Given text ::
···
Field cultivator

Farmall43

Member
I have plowed and disked for as long as I have been farming (30 yrs) but have never used a field cultivator. I have the opportunity to buy a 12' fast hitch cultivator with sod busters? But have no idea what it is used for. An explanation would be appreciated greatly! Is it better than what I currently do? As always thank you all!

Matt
 
I said something about one of these a couple months ago and got shot down, but...never one to be afraid of criticism, I'll try again. Around here the bigger guys all seem to chisel in the fall and then come out with a field cultivator in the Spring. Folding wings and many rows of spring loaded shovels with some type of harrow in the back. Older ones all seem to have spike harrows, the new and flashy models have rolling baskets. They use it as a finishing tool. I currently just chisel, spread my inputs, disk it in and plant. If I found a good field cultivator I would probably pick it up. They do seem to make a better seedbed.
 
We do exactly as Dave says. Try to chisel all or as much as we can in the fall. Our Glencoe soil saver has a short spike leveler on the back of it. Fall chiseling helps our fields dry out much faster in the spring and keeps the weeds from coming in as fast. Then, spring time rolls around, we run the Sunflower field cultivator over it, it has a 5 bar spike leveler, and plant it. Now in fields that got a bit grassy, or our stony fields, we use our smaller Wil-Rich field cultivator with no leveler, with a cultipacker behind it to flatten any clumps and push down any rocks. And when I say rocks, I mean ROCKS! We run a rock picker over the fields, but if we took all the rocks out, we'd have a low spot lol. We rarely use our disc anymore, once the stalks go through the soil saver, they are pretty much done. We have now started chopping our stalks with a flail, which can eliminate the need to chisel, but we still like to anyway just to help with spring drying. We could just run the field cultivator over it after chopping, but it doesn't dig as deep as the soil saver will. The rocks are pretty hard on the disc blades, so we just use the field cultivator to pull up the big ones, which we remove, then push the small ones back down.
···
(Object point labels)
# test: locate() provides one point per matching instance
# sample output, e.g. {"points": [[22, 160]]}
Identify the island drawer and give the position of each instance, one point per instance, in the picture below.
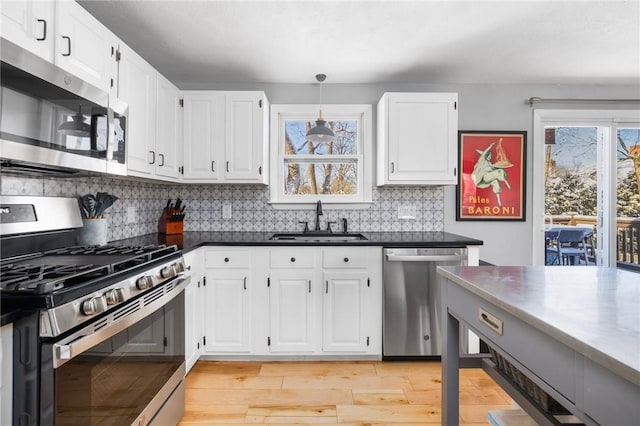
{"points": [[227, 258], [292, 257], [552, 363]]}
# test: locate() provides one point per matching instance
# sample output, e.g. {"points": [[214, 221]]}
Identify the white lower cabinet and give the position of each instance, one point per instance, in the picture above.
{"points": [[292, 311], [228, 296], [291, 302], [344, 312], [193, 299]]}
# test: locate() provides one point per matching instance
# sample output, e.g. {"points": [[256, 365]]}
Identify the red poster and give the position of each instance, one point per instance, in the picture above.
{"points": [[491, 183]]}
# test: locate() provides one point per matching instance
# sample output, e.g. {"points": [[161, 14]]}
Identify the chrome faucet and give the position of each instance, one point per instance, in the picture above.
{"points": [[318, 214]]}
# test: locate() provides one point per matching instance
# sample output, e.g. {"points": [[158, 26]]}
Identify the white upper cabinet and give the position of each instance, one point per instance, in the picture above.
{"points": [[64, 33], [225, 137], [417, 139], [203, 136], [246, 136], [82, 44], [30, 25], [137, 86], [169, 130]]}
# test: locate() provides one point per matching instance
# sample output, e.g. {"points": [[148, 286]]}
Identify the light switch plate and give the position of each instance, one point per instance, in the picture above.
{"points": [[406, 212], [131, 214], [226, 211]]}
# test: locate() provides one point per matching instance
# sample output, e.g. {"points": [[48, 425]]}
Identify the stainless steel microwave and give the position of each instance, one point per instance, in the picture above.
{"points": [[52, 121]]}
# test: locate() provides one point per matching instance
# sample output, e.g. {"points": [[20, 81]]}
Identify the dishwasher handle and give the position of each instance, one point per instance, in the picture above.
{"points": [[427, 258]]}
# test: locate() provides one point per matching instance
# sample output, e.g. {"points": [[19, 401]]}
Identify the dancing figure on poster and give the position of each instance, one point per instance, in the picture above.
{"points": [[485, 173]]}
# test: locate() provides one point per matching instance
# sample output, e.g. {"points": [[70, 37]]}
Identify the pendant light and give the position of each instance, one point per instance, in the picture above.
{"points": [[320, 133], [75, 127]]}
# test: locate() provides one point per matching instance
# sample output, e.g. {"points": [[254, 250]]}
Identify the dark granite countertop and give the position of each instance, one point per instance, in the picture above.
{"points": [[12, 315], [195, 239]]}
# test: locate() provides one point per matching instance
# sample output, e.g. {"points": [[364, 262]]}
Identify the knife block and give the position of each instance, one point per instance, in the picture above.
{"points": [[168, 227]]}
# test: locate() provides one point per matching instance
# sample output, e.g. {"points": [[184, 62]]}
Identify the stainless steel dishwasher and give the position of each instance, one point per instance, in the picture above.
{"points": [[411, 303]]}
···
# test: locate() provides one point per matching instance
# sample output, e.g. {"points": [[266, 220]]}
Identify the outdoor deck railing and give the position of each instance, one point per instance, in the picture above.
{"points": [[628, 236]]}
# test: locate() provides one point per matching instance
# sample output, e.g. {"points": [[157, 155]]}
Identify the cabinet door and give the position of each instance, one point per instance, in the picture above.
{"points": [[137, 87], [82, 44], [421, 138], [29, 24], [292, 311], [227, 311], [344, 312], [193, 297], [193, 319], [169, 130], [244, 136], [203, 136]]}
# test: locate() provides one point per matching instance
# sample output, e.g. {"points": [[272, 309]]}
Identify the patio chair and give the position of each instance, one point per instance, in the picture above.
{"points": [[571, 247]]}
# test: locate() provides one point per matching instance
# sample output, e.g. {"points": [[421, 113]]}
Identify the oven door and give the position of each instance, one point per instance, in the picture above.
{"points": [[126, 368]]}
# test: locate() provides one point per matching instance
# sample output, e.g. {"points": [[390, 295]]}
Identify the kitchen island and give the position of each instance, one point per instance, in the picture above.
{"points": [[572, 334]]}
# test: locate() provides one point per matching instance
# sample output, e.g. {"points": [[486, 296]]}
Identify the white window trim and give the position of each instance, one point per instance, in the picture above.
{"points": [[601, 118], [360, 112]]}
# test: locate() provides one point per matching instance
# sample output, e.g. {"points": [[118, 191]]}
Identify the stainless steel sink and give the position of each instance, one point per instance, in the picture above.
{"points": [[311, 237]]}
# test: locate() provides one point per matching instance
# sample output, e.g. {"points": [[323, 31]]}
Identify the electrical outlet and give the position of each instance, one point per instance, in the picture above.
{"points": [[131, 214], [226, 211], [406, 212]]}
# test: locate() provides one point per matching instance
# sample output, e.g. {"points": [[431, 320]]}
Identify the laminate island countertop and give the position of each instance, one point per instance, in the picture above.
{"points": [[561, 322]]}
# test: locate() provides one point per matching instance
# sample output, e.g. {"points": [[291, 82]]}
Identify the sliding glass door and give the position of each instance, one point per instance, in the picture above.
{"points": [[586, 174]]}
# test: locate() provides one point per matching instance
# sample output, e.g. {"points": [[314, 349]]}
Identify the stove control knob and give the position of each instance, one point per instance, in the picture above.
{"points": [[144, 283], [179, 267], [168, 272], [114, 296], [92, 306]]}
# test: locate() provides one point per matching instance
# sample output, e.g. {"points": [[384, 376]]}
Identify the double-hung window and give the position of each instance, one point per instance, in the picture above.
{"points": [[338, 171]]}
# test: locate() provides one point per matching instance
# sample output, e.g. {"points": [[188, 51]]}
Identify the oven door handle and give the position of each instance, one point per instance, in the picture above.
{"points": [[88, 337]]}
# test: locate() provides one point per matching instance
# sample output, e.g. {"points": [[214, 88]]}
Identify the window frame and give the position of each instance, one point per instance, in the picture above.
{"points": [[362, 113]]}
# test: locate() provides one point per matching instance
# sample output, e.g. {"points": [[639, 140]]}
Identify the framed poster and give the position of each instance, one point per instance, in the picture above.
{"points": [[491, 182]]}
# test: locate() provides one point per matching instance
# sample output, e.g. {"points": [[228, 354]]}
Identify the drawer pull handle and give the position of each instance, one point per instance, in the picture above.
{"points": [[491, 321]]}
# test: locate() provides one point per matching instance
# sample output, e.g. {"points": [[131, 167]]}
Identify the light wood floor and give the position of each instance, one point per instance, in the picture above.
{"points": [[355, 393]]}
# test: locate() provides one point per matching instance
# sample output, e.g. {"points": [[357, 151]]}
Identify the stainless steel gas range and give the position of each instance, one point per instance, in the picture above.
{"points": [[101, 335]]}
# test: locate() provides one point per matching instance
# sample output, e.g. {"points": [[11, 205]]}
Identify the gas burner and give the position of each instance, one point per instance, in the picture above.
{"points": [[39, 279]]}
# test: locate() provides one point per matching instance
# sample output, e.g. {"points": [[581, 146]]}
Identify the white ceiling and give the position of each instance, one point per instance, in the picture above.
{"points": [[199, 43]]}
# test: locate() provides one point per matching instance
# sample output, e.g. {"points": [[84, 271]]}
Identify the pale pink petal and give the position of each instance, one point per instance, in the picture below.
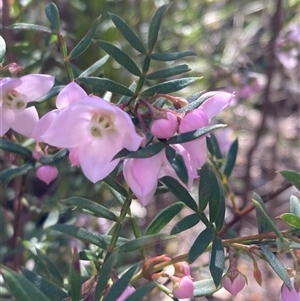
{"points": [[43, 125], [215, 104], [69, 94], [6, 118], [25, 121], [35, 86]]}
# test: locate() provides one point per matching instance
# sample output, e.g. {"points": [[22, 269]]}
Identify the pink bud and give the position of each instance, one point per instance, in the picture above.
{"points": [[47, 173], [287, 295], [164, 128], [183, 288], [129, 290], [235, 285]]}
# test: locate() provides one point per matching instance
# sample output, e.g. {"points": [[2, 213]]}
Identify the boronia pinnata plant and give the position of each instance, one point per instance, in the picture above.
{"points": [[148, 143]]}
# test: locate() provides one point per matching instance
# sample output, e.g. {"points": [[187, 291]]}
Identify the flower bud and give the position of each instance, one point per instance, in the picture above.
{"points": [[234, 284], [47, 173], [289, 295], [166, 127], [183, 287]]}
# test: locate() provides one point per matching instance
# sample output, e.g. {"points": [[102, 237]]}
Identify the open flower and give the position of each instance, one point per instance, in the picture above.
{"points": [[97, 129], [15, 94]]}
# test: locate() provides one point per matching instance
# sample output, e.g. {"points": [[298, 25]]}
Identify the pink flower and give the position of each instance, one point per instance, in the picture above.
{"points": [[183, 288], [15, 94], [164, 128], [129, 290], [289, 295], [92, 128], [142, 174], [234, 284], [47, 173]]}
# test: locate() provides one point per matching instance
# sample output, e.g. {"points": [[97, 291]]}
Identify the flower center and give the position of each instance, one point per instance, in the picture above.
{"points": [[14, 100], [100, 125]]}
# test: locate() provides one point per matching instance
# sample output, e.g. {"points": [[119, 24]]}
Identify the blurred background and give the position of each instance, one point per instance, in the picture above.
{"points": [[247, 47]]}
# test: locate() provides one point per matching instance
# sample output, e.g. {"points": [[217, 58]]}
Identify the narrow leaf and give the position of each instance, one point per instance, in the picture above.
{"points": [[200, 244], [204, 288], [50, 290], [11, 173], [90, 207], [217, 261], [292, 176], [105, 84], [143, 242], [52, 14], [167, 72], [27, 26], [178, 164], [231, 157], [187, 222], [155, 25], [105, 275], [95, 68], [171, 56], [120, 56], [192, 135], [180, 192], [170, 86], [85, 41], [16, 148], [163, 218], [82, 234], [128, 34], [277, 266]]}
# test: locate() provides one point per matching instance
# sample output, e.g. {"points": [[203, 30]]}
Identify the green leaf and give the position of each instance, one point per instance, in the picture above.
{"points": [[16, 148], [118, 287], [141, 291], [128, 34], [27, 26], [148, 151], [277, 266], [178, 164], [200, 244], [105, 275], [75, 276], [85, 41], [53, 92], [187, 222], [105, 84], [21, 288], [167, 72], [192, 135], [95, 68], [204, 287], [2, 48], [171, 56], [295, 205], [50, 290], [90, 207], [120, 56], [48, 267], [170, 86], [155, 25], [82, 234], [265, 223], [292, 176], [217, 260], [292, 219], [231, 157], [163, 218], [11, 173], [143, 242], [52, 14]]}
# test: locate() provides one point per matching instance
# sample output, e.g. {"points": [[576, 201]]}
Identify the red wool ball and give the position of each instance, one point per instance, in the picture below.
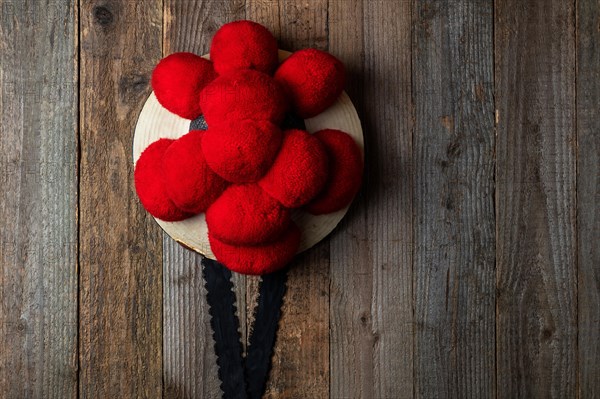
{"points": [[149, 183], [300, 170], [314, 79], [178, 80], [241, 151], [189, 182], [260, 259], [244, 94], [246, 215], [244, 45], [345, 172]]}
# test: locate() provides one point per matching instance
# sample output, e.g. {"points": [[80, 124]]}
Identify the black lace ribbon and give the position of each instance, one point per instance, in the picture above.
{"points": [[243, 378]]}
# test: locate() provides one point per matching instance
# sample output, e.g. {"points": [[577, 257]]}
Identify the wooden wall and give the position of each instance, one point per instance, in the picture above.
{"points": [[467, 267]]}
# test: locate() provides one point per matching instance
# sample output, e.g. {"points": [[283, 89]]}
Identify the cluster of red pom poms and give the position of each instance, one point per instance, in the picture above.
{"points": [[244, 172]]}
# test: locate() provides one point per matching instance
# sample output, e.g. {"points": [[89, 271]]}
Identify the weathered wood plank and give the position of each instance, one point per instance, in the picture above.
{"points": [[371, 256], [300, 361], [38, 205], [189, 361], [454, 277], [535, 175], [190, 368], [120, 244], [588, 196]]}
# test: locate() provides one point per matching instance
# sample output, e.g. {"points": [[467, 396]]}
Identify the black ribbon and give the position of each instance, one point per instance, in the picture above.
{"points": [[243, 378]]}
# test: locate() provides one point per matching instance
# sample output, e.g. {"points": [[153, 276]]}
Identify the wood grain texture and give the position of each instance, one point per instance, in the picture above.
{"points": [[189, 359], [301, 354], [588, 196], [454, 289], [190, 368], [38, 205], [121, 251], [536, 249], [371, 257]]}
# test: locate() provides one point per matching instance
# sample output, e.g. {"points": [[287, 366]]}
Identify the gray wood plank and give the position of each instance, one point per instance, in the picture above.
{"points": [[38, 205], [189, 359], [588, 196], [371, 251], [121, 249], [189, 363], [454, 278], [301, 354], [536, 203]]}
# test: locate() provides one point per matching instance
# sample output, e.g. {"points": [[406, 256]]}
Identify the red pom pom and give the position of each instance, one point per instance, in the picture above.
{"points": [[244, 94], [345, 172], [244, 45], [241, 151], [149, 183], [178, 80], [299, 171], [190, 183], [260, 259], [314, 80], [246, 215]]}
···
What to do ::
**1.** In the field cultivator forum thread, what do the newer field cultivator models have in the back instead of spike harrows?
**2.** Which equipment brands are named in the last reply of the field cultivator forum thread?
**3.** Write what comes next in the field cultivator forum thread, picking up after its final post.

Exercise answers ::
**1.** Rolling baskets.

**2.** Glencoe, Sunflower, Wil-Rich

**3.**
Ross
 
I have two field cultivators like you mentioned - shovels with a three row tine harrow behind. I use a 40 foot behind the 8430 and got a 24 footer cheap at auction this last fall. I know the 8430 won't last forever.

A cultivator does a great job if weeds haven't gotten too thick or there isn't too much trash (milo or corn trash not broken down yet). If you try to use one with lots of trash you can make some huge meatballs.

I don't plow or chisel anything - just disk and cultivate.
 
I"ve never understood the fixation on these boards to disk, rather than field cultivate. Disks pack the ground, do not get along with rocks, and breakdowns take much longer to fix. FC will pull humongous rocks out, while a disk breaks! Only time I use a disk is to work plowed sod, but 2 trips with a FC does just as well at reducing clumps of sod.
 
From what I've observed the implements that are used all depend on where you're at. In areas where surface irrigation is used moldboard plowing and disking is still very common and in some areas, such as SE Colorado, field cultivators would be relatively uncommon. There they plow, disk a few times, then go over the ground with a leveler, often called a "float", to ensure that the water flows properly. I'm currently on a business trip in the Imperial Valley of California and haven't seen a field cultivator around yet but there are lots of disks, mostly heavy offset models. On the other hand, in Kansas wheat country a field cultivator is about the most-used implement that "tillage" farmers have. However, as was said by notjustair, field cultivators can become rakes when long, unbroken stalks like corn or milo residue is present. My father-in-law here in Kansas typically runs over stubble with a heavy disk then everything after that is with the field cultivator with 5-bar harrow attachment - it is the best implement around for killing weeds and smoothing the soil. When equipped with overlapping sweeps and run an inch or two deep there are virtually no weeds that can escape even a single pass.

Note that modern field cultivators have much more residue-handling abilities (noting the above limitations) than those made decades ago. Old-fashioned field cultivators with closely-spaced shanks were designed more for plowed ground where there was little residue on the surface. Newer ones are taller and have more rows of shanks to allow a wider spacing between adjacent sweeps while still maintaining complete, overlapping coverage.
 
This is the45 foot one that I drive .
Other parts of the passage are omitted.